===== ENTRIES SHOWN

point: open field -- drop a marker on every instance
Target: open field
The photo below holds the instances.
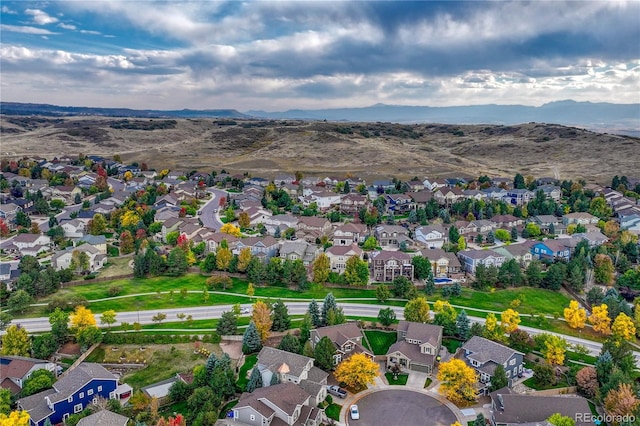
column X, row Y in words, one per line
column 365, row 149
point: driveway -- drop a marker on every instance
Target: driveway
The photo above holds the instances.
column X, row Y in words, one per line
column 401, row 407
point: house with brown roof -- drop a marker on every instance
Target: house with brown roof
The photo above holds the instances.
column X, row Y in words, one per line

==========
===== ENTRIES SHOWN

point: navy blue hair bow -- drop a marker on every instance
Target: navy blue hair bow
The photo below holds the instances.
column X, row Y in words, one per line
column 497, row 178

==========

__WHAT IS NEEDED__
Collect each line above that contains the word "navy". Case counts.

__THE OUTPUT__
point: navy blue hair bow -- drop a marker on every instance
Target: navy blue hair bow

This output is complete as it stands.